Stored entries
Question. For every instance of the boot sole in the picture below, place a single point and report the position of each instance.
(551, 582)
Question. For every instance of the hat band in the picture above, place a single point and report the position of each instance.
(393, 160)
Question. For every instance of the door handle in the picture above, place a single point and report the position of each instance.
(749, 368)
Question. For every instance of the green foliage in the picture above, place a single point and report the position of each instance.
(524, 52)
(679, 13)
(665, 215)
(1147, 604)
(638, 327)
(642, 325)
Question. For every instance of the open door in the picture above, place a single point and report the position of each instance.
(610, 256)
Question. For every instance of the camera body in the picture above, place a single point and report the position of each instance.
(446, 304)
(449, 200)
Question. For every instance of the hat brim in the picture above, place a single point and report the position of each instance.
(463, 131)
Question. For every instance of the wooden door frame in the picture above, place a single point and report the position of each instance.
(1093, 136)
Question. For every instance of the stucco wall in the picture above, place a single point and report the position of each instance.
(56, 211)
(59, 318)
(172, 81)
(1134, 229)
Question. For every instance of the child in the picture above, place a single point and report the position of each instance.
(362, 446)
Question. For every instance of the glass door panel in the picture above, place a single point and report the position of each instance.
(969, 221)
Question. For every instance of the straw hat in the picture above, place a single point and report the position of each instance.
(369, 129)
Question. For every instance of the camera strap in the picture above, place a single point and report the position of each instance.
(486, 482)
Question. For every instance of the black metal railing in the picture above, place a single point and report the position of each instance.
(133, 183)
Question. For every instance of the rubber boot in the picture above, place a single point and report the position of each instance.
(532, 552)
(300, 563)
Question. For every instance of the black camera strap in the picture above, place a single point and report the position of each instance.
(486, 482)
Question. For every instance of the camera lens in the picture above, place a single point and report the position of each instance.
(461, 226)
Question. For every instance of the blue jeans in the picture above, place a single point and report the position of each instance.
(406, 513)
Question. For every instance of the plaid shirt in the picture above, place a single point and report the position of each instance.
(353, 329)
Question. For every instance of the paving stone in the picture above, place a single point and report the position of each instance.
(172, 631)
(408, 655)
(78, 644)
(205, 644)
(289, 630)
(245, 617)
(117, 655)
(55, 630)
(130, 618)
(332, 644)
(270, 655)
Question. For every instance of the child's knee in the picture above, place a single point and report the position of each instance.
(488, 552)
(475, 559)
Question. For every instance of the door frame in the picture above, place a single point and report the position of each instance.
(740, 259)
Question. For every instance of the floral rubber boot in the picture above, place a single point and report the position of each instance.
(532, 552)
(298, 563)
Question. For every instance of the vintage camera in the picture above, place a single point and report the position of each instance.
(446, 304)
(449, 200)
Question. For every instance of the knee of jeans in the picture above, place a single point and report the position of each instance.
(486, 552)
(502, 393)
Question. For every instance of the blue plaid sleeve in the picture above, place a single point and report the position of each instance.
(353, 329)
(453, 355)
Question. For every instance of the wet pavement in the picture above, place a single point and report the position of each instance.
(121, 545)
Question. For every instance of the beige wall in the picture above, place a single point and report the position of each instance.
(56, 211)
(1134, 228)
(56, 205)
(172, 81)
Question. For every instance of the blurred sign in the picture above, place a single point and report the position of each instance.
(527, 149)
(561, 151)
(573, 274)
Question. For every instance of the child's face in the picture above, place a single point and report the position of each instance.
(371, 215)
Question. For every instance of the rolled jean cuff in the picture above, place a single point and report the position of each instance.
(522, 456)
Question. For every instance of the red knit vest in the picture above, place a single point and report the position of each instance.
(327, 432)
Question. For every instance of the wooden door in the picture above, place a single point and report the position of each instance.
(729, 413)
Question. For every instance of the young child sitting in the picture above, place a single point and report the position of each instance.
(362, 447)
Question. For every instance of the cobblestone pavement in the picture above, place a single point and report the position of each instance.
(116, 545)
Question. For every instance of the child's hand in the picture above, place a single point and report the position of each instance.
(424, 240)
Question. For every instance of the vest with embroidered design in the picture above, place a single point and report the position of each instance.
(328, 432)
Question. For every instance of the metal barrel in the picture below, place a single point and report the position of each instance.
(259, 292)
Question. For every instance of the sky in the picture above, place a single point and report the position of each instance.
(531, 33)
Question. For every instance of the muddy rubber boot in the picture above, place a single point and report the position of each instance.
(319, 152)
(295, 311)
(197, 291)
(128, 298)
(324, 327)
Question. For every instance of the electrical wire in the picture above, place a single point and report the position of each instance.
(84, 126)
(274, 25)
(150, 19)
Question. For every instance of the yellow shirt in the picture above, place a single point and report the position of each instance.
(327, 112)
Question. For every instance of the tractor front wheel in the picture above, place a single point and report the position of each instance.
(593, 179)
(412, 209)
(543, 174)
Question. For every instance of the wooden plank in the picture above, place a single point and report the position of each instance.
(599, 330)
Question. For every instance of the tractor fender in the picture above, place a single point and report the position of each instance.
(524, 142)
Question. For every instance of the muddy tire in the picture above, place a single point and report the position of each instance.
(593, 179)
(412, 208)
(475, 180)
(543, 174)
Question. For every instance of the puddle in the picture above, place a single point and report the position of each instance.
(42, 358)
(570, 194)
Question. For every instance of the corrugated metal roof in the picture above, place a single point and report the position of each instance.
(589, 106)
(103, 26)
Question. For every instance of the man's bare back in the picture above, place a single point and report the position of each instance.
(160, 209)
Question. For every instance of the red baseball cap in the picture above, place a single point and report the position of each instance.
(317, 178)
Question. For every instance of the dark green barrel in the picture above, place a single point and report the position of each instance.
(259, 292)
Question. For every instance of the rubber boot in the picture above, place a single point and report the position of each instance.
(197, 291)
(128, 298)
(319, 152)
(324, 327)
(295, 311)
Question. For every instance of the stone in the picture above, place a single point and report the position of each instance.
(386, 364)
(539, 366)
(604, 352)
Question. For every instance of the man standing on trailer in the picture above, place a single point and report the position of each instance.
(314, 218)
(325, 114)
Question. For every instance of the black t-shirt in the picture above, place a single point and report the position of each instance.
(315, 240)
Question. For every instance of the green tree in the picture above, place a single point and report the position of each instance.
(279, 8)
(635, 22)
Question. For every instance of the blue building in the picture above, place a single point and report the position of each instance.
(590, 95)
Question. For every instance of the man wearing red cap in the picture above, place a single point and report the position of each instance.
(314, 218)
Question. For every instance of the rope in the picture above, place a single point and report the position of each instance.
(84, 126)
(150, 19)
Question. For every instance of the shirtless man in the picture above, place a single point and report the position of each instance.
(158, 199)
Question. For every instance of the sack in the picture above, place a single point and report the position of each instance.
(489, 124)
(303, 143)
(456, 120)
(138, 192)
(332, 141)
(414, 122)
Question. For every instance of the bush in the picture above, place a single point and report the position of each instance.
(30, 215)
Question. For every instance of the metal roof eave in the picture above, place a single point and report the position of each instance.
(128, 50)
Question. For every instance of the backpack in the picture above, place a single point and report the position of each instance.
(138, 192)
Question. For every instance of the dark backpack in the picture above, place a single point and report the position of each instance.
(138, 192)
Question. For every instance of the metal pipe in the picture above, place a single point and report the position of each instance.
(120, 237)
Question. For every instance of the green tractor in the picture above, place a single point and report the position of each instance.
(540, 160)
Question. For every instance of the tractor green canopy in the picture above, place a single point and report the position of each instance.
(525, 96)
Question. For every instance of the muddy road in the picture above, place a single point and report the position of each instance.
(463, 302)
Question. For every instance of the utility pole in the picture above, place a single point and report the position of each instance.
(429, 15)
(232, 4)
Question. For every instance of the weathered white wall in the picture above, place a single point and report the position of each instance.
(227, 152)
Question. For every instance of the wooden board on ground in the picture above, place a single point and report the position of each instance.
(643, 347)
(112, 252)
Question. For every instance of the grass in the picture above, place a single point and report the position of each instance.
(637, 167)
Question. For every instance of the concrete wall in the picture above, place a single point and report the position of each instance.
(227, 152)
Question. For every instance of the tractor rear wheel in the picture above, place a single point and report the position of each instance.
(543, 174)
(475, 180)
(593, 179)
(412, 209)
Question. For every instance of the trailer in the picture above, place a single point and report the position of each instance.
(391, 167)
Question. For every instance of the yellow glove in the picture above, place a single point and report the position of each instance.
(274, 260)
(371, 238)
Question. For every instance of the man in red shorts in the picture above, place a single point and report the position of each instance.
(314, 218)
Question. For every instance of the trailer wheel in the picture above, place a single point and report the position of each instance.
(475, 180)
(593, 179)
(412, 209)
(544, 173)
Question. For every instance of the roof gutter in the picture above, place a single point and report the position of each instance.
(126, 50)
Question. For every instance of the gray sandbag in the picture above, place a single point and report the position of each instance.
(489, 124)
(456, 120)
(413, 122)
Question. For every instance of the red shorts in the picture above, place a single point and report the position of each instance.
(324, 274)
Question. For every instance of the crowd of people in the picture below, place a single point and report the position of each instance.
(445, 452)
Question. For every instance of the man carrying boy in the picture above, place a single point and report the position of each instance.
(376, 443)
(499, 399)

• _What to do_: Return only this span, exactly: the line that contains "Question. For every instance of the gray" and all lines after it to the end of the records.

• _Final answer_:
Question. For every instance of the gray sandbag in the picture above, place a single point and report the position of each instance.
(489, 124)
(456, 120)
(413, 122)
Question. For every instance of the red shorts in the picture above, place a single point and report the position of each instance.
(324, 274)
Question. For every instance of the crowd of people in the picture below, place a single point and report the position of each instance.
(445, 452)
Question. For every instance of the man carrying boy in the picture above, place a single point and report the position of each instance.
(376, 443)
(499, 399)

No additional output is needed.